## SHORT TASK
Retype all the entries word for word, but omit the pictures.

═══ STORED RECORDS

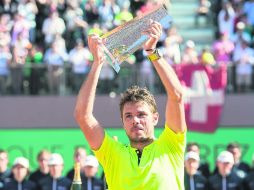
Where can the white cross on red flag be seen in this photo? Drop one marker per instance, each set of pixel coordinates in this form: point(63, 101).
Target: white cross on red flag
point(204, 88)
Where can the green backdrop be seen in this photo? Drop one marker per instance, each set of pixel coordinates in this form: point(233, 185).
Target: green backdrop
point(28, 142)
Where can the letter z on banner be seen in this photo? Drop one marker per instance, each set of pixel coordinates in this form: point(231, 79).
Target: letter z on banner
point(204, 88)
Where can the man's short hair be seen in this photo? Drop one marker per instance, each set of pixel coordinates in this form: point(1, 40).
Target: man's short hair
point(233, 145)
point(43, 151)
point(3, 151)
point(190, 144)
point(137, 94)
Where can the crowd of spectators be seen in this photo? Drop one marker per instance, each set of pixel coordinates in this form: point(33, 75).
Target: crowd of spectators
point(230, 172)
point(43, 46)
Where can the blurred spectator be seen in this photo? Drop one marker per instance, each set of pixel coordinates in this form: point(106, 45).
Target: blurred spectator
point(135, 5)
point(80, 58)
point(126, 75)
point(206, 57)
point(203, 11)
point(20, 52)
point(106, 78)
point(29, 9)
point(55, 58)
point(20, 28)
point(171, 49)
point(91, 12)
point(223, 49)
point(243, 57)
point(20, 170)
point(239, 165)
point(107, 11)
point(52, 26)
point(43, 12)
point(80, 157)
point(55, 180)
point(248, 182)
point(203, 166)
point(5, 58)
point(147, 75)
point(225, 178)
point(43, 170)
point(95, 29)
point(5, 172)
point(193, 179)
point(75, 25)
point(226, 19)
point(248, 9)
point(90, 181)
point(5, 30)
point(8, 7)
point(36, 70)
point(190, 55)
point(123, 16)
point(241, 34)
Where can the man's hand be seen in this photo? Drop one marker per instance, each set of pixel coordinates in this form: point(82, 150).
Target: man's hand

══════

## COMPLETED TASK
Where can the white cross on red flag be seen in this photo? Drop one marker per instance, each set of pixel coordinates in this form: point(63, 101).
Target: white cross on red flag
point(204, 88)
Where can the green backdrop be seen in this photo? Drop one marker per instance, each set of pixel coordinates in this form: point(233, 185).
Target: green backdrop
point(28, 142)
Where can the letter z on banner be seen in this photo? Drop one marker per instance, each set of pixel coordinates in this form: point(231, 79).
Target: letter z on banner
point(204, 88)
Where can the man's short hair be seen in this photo? Drop one marker per instance, each set of pixel coordinates in this form: point(1, 40).
Target: man's short hair
point(233, 145)
point(43, 151)
point(3, 151)
point(190, 144)
point(137, 94)
Where can the crowd of spectators be seen in this photo? Drop one marker per instance, each set of pixel coordinates in this form: point(33, 75).
Target: crowd of spectators
point(230, 172)
point(43, 46)
Where can the blurred spectator be seen in this photo? Drop one marker per instance, each set of pixel coordinates in this form: point(106, 45).
Target: blurred spectator
point(135, 5)
point(80, 58)
point(126, 75)
point(206, 57)
point(203, 11)
point(20, 52)
point(106, 78)
point(29, 9)
point(55, 58)
point(20, 28)
point(171, 49)
point(91, 12)
point(223, 49)
point(243, 57)
point(20, 170)
point(239, 165)
point(107, 11)
point(52, 26)
point(43, 12)
point(80, 157)
point(55, 180)
point(248, 182)
point(203, 166)
point(5, 58)
point(147, 75)
point(225, 178)
point(43, 170)
point(95, 29)
point(5, 172)
point(193, 179)
point(75, 25)
point(226, 19)
point(248, 9)
point(90, 181)
point(5, 30)
point(8, 7)
point(36, 70)
point(190, 55)
point(123, 16)
point(241, 34)
Where can the man's hand be seen in this photo? Drop one marker per instance, each set of pixel coordinates in this form: point(82, 150).
Target: man's hand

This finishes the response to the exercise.